2017年10月19日(木)~21 日(土)の3日間、第45回日本放射線技術学会秋季学術大会が開催され、GEヘルスケア・ジャパン共催のランチョンセミナー「GE Advanced Technology in MRI & CT」(座長に金沢大学医薬保健研究域保健学系 教授 市川 勝弘先生)が開催された。
今回は本セミナーでの発表内容を抜粋し報告する。
Key words
・Single Energy CTと同様のワークフロー、被ばく量を実現
・Dual Energy CT検査の障壁が無くなり、ルーチン使用が可能
・高精度なヨード密度値計測が可能
・高精度な各種密度値を用い治療の効果判定へ
図1:各種密度値による性状評価についてMiletoらの論文紹介
Dual Energy撮影であるGSIで得られる画像は、大きく分けて単色X等価画像と物質弁別画像の2つがある。単色X等価画像は、低keV画像を用いた造影剤量低減、コントラスト強調、高keV画像を用いたアーチファクト低減等のメリットがある。当院でも2012年よりDiscovery CT750 HDが稼働をしており、単色X等価画像を用いた検討、臨床応用を行ってきた。
そして現在、Revolution CTでのDual Energy 撮像、GSI Xtreamが可能となり、特に注目しているのが、物質弁別画像を用いた研究、臨床応用である。
物質弁別画像ではヨード密度画像、脂肪密度画像等各種密度画像や各密度値の計測が可能である。Miletoらは副腎結節において、CT値では判別できないLipid Poor adenomasとnon-adenomasをヨード、脂肪、水の各密度値を用いることで弁別可能であることを報告している1)(図1)。
図2:ヨード密度値の計測精度について※投稿前データのため、具体的係数・数値は割愛
当院でもこの物質弁別画像を用いた定量解析を行うにあたり、ヨード密度値の精度をGammex社製Dual Energy Phantom(Model 472)を用いて評価を行った。結果として相関係数はGSIもGSI Xtreamも高い値を示した。ヨード密度値の精度に関してはGSIも高い精度であったが、 GSI Xtreamでは更に高い精度であり、ヨード密度の計測値を信頼して良いと考えている(図2)。

> _確認する資料_:
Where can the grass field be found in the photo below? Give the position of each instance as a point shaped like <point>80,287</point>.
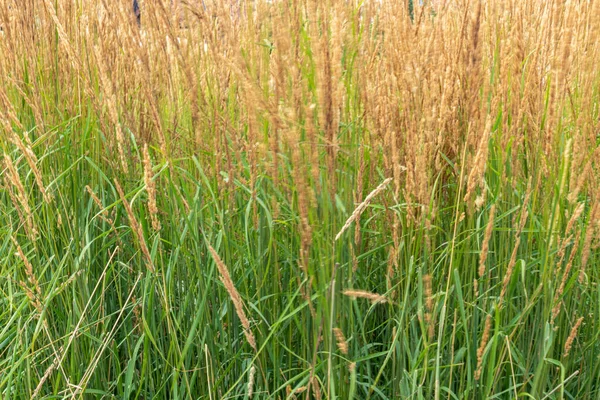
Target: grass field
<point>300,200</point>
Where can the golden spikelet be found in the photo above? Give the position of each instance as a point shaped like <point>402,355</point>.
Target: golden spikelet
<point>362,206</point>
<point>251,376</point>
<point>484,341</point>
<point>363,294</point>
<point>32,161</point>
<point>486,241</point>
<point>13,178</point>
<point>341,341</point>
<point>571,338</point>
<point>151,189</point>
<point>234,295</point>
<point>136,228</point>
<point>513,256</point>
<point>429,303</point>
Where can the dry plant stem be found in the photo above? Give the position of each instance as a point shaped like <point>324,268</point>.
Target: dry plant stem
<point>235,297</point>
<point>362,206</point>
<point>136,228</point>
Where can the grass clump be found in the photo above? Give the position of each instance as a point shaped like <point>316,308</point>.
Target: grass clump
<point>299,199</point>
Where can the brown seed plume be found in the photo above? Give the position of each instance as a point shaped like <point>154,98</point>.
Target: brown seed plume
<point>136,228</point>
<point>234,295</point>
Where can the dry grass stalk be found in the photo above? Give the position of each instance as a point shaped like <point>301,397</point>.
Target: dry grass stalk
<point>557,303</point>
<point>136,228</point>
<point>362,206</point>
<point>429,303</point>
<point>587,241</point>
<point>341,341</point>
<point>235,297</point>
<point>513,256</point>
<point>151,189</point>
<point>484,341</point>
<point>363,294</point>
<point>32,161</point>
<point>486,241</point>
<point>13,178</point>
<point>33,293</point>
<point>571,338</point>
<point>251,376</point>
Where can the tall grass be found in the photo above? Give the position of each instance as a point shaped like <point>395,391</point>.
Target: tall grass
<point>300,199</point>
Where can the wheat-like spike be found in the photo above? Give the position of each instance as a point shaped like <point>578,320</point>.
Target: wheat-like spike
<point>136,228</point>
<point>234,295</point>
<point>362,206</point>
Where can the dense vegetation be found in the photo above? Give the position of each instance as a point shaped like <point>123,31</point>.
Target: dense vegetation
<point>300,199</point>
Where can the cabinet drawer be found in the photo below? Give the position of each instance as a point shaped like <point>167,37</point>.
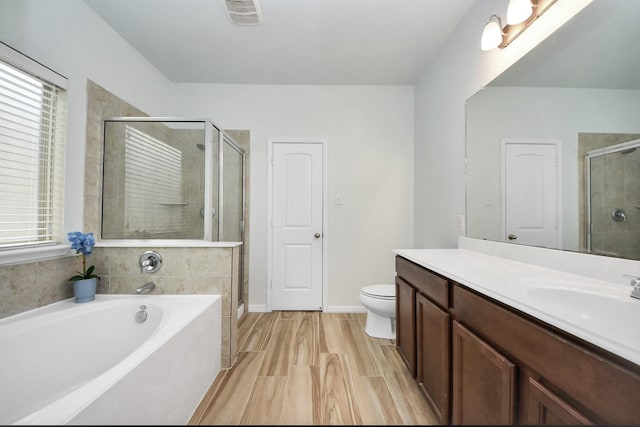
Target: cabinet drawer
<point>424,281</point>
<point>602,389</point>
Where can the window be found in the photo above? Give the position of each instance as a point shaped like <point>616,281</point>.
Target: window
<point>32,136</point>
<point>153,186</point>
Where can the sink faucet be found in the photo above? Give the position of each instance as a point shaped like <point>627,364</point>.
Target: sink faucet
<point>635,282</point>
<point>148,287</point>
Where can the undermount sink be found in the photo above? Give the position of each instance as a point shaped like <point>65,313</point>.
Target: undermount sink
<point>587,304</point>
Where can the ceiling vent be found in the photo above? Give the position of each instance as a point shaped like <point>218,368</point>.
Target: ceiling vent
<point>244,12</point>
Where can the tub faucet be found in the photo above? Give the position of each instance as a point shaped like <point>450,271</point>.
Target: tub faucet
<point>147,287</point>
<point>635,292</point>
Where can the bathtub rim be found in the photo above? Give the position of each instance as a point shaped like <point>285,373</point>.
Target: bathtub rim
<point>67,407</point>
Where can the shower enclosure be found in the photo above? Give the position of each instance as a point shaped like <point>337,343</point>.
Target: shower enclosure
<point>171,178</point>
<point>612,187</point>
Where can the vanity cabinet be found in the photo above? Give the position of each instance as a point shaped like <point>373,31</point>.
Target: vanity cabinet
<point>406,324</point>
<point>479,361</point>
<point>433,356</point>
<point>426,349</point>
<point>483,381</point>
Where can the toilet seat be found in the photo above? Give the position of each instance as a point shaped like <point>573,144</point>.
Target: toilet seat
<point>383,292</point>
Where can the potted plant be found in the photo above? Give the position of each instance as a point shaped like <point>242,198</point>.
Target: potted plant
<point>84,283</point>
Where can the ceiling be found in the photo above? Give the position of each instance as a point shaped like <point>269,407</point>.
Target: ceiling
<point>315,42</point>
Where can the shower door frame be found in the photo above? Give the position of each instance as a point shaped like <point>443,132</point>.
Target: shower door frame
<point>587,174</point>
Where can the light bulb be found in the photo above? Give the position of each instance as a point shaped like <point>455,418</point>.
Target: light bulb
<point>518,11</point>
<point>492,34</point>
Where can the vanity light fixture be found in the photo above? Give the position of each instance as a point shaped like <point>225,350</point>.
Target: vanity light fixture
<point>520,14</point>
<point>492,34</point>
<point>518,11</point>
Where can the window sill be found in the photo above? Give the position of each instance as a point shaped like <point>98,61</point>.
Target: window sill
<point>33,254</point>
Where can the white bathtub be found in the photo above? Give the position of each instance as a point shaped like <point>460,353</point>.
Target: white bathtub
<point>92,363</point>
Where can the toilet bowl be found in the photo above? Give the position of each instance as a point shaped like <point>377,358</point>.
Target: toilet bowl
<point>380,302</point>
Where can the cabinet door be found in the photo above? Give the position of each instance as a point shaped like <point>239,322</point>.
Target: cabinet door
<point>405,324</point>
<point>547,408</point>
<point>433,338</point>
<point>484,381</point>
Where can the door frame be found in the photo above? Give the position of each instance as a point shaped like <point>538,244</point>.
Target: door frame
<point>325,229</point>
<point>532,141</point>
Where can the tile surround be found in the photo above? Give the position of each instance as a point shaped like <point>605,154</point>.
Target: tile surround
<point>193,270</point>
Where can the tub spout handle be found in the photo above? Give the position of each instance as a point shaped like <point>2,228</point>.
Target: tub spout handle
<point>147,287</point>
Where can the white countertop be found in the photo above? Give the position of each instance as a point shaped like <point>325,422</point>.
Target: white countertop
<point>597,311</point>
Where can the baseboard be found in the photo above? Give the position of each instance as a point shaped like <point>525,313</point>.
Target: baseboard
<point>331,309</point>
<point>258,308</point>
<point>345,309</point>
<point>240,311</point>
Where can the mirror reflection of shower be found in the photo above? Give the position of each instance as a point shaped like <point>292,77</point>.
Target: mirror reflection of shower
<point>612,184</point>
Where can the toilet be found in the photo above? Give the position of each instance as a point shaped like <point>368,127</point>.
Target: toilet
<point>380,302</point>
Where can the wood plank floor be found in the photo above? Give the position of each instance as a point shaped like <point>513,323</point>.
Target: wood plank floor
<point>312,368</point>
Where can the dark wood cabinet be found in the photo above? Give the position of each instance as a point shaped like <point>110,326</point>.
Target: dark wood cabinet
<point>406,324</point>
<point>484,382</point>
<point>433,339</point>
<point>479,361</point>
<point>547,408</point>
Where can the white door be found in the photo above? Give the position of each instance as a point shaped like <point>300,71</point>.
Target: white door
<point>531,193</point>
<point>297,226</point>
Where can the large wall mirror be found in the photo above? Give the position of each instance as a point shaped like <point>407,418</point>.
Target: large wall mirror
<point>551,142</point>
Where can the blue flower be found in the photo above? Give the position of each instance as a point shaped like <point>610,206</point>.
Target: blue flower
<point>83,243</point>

* * *

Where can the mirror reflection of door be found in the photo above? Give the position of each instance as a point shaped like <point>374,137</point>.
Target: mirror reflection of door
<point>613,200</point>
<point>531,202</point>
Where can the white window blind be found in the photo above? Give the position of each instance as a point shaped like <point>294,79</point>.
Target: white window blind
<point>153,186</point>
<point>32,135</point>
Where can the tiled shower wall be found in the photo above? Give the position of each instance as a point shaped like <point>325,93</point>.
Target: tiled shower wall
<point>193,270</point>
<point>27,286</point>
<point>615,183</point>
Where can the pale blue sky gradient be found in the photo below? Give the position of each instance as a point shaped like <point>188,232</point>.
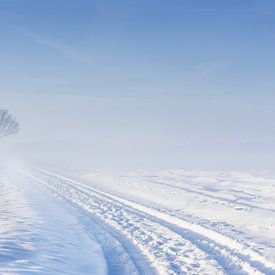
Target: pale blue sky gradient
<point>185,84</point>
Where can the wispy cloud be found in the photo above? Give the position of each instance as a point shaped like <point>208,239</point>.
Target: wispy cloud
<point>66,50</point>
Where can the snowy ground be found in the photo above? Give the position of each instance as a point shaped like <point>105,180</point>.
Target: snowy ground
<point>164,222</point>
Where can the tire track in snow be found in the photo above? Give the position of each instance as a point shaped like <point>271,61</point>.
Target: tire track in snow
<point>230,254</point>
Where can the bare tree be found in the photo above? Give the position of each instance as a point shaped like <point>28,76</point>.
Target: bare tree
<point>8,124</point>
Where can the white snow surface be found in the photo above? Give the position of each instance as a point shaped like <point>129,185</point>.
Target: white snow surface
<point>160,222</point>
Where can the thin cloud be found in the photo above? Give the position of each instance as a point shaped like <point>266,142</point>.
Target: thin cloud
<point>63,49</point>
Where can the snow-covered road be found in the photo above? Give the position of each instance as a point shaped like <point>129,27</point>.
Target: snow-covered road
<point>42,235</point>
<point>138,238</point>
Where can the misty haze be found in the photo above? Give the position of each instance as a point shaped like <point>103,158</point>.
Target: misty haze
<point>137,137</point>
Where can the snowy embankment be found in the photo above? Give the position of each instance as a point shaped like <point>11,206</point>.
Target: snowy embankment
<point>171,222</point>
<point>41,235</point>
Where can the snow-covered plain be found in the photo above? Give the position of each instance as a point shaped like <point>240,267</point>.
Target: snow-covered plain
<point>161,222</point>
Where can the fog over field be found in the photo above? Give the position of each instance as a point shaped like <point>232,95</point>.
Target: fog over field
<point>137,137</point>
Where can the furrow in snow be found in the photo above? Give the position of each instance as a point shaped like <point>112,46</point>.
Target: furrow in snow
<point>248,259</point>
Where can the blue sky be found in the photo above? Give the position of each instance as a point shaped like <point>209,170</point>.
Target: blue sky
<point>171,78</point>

> _練習問題_:
#1 文書の抜粋の「今回は本セミナーでの発表内容を抜粋し報告する。」から「Energy 撮像、GSI Xtreamが可能となり、特に注目しているのが、物質弁別画像を用いた研究、臨床応用である。」までを、最後の部分も含めて、一字一句そのまま書き写してください。
#2 文書の抜粋で「Key words」の下に並んでいる項目を、すべて書き出してください。

> _解答_:
#1
今回は本セミナーでの発表内容を抜粋し報告する。
Key words
・Single Energy CTと同様のワークフロー、被ばく量を実現
・Dual Energy CT検査の障壁が無くなり、ルーチン使用が可能
・高精度なヨード密度値計測が可能
・高精度な各種密度値を用い治療の効果判定へ
図1:各種密度値による性状評価についてMiletoらの論文紹介
Dual Energy撮影であるGSIで得られる画像は、大きく分けて単色X等価画像と物質弁別画像の2つがある。単色X等価画像は、低keV画像を用いた造影剤量低減、コントラスト強調、高keV画像を用いたアーチファクト低減等のメリットがある。当院でも2012年よりDiscovery CT750 HDが稼働をしており、単色X等価画像を用いた検討、臨床応用を行ってきた。
そして現在、Revolution CTでのDual Energy 撮像、GSI Xtreamが可能となり、特に注目しているのが、物質弁別画像を用いた研究、臨床応用である。

#2
・Single Energy CTと同様のワークフロー、被ばく量を実現
・Dual Energy CT検査の障壁が無くなり、ルーチン使用が可能
・高精度なヨード密度値計測が可能
・高精度な各種密度値を用い治療の効果判定へ